Royal West Academy (commonly referred to as Royal West or RWA; ) is a public alternative anglophone secondary school in Montreal West, Quebec. Royal West has limited enrollment, and prospective students are only admitted after an entrance examination and interview. Royal West Academy is part of the English Montreal School Board (EMSB).

History
The grounds where Royal West is now located once belong to the Aberdeen School of Coteau Saint-Pierre, founded in 1894. It was renamed Montreal West High School in 1921. Ten years later, in 1931, the building was demolished and a larger building was built in its place. Between 1951 and 1959 an extension to the main structure was built to make way for an elementary school. The extension is referred to as the west wing.

In 1980, the elementary school was closed because of poor enrollment. The Royal Vale elementary school moved in, but was closed as well. In 1983, the Royal Vale French immersion high school and Montreal West High School merged to form Royal West Academy.

Until 1998 the school was within the Protestant School Board of Greater Montreal.

Admission process

The EMSB allows Royal West to choose the first 180 students who score the highest points on the entrance exams held, usually, in October.  The first 75-80 students with the highest grades get an "early acceptance"; the next 300 are interviewed, where they choose the next 110 that get to attend the following school year.  Royal West has also placed high in scholastic math competitions, including its rank of first in Quebec in 2006.

Records from a dataset:
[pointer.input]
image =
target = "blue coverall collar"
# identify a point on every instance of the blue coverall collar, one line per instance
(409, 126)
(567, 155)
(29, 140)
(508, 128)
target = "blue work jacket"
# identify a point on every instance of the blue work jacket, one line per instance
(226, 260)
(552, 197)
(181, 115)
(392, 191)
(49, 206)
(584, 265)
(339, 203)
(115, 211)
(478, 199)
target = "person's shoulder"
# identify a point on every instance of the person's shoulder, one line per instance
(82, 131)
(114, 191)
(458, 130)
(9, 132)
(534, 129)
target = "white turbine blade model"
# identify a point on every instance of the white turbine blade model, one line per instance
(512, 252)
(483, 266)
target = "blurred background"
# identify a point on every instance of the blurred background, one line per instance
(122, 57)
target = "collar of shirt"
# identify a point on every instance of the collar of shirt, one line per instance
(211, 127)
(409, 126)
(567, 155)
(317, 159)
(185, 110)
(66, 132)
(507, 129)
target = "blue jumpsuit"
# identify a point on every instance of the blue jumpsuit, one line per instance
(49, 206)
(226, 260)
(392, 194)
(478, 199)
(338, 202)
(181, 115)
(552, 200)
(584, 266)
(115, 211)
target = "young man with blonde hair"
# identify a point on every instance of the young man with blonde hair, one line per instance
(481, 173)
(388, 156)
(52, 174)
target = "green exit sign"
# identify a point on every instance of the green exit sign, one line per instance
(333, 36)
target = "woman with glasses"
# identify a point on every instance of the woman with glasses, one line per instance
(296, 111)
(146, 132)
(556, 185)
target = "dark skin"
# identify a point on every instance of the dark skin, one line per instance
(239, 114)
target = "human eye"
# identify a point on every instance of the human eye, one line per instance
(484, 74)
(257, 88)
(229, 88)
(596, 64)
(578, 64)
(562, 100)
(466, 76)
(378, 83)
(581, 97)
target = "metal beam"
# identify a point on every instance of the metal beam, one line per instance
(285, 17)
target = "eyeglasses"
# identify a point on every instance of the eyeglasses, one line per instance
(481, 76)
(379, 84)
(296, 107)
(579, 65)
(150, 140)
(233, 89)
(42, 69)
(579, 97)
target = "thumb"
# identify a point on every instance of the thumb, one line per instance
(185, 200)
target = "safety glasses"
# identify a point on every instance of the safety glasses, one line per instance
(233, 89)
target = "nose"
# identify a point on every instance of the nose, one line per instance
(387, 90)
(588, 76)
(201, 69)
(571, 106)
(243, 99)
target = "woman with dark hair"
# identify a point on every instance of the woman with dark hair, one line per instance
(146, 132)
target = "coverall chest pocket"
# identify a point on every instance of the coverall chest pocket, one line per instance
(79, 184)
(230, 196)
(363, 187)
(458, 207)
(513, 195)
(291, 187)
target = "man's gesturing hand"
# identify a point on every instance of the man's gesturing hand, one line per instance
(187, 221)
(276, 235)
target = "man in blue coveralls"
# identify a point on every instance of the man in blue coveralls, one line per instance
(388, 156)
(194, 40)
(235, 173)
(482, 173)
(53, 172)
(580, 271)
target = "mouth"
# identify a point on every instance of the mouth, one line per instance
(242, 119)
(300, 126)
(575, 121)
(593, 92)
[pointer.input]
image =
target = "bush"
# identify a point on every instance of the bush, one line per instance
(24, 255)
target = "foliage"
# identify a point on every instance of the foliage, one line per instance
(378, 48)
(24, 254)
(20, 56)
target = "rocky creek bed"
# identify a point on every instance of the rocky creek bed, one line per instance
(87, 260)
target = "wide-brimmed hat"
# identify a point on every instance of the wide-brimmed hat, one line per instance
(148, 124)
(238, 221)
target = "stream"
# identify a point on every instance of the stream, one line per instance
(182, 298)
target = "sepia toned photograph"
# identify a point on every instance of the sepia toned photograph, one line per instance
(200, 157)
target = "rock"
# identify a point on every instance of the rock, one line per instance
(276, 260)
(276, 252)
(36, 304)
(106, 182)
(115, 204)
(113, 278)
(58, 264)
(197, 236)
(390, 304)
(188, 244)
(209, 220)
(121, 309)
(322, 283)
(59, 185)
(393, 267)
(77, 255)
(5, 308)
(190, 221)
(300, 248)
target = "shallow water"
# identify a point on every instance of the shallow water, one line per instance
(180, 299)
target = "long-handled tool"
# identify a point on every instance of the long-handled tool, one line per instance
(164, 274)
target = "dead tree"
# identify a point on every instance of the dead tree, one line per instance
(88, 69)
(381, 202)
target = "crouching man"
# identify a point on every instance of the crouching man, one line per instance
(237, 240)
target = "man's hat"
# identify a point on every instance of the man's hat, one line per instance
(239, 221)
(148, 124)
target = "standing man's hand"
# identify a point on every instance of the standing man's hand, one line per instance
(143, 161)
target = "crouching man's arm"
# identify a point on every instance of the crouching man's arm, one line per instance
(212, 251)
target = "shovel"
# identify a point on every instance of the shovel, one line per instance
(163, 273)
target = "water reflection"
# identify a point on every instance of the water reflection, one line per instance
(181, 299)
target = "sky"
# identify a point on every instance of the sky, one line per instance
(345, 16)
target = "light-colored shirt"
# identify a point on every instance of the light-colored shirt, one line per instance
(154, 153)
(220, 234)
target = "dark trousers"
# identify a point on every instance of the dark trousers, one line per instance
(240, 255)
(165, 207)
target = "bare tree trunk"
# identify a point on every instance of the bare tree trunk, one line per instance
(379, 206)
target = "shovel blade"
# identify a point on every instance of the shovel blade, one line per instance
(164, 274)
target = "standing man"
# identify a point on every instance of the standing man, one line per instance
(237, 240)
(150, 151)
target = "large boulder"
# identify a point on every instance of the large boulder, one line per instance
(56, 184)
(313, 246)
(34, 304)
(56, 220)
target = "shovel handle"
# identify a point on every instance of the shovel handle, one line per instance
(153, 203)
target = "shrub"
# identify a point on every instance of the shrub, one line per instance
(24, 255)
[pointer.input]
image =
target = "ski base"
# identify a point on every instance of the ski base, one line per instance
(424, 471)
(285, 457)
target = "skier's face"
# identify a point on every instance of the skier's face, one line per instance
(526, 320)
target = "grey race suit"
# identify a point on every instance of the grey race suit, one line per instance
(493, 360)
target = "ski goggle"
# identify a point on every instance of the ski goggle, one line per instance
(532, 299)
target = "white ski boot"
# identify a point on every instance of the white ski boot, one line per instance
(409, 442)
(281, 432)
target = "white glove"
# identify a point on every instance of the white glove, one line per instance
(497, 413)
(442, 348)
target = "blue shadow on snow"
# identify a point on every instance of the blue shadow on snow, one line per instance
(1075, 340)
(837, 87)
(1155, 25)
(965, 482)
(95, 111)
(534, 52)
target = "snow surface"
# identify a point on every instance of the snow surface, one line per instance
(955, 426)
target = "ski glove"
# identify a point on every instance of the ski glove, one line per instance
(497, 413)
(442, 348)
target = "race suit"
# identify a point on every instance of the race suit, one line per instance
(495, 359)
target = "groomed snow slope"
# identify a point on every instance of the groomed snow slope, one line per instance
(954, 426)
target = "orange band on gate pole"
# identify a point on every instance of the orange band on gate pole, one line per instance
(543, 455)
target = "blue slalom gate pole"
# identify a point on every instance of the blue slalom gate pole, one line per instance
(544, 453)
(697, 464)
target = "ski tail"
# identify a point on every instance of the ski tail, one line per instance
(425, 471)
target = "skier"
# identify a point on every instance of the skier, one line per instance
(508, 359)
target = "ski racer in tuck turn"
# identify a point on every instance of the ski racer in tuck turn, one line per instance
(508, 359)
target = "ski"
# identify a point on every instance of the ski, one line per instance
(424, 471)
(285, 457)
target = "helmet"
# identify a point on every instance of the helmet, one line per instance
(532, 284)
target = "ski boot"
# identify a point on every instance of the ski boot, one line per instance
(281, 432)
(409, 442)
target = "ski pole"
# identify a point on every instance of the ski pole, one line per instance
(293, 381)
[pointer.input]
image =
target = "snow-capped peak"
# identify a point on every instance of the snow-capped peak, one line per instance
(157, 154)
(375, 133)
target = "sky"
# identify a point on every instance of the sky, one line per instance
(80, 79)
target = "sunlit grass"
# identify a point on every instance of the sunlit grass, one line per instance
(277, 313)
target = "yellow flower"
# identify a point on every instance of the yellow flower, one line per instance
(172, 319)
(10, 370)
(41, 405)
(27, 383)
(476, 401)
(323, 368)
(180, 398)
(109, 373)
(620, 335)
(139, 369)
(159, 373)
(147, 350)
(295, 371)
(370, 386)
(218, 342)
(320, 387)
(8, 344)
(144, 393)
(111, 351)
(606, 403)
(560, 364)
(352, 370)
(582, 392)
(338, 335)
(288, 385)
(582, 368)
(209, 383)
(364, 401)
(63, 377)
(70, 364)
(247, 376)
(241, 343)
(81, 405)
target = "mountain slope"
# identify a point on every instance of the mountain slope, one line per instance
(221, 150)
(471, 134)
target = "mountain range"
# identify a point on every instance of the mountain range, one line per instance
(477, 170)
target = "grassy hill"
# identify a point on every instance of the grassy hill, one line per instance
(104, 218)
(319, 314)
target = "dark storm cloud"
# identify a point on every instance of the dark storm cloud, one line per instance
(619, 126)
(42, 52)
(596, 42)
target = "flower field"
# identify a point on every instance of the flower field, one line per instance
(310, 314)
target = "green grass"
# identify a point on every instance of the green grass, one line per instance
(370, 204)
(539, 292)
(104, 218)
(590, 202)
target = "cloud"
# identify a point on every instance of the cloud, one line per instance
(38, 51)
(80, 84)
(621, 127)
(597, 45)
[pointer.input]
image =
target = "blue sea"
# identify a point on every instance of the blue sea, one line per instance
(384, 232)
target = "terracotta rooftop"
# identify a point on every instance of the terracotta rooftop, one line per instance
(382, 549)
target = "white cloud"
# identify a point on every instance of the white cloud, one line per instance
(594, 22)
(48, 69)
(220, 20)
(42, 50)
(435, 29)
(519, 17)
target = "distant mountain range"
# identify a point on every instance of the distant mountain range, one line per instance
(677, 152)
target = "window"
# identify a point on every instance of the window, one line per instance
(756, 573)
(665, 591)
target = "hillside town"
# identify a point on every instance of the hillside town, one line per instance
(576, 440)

- _PROBLEMS TO SOLVE_
[1] Name every school that the Royal West Academy text mentions under History, other than Royal West Academy itself.
[2] Decide whether each statement agrees with the Royal West Academy text, and quote the words that settle it: (a) The school took the name Montreal West High School in 1921. (b) The west wing was built in 1931. (c) The 75-80 students with the highest entrance exam grades are the ones who get interviewed.
[3] In the Royal West Academy text, retype the passage that begins at the words "Royal West Academy (commonly" and stop after "the west wing.".

- _RESPONSE LIST_
[1]
- Aberdeen School of Coteau Saint-Pierre
- Montreal West High School
- Royal Vale elementary school
- Royal Vale French immersion high school

[2]
(a) Yes: "It was renamed Montreal West High School in 1921."
(b) No: "Between 1951 and 1959 an extension to the main structure was built to make way for an elementary school. The extension is referred to as the west wing."
(c) No: "The first 75-80 students with the highest grades get an "early acceptance"; the next 300 are interviewed"

[3]
Royal West Academy (commonly referred to as Royal West or RWA; ) is a public alternative anglophone secondary school in Montreal West, Quebec. Royal West has limited enrollment, and prospective students are only admitted after an entrance examination and interview. Royal West Academy is part of the English Montreal School Board (EMSB).

History
The grounds where Royal West is now located once belong to the Aberdeen School of Coteau Saint-Pierre, founded in 1894. It was renamed Montreal West High School in 1921. Ten years later, in 1931, the building was demolished and a larger building was built in its place. Between 1951 and 1959 an extension to the main structure was built to make way for an elementary school. The extension is referred to as the west wing.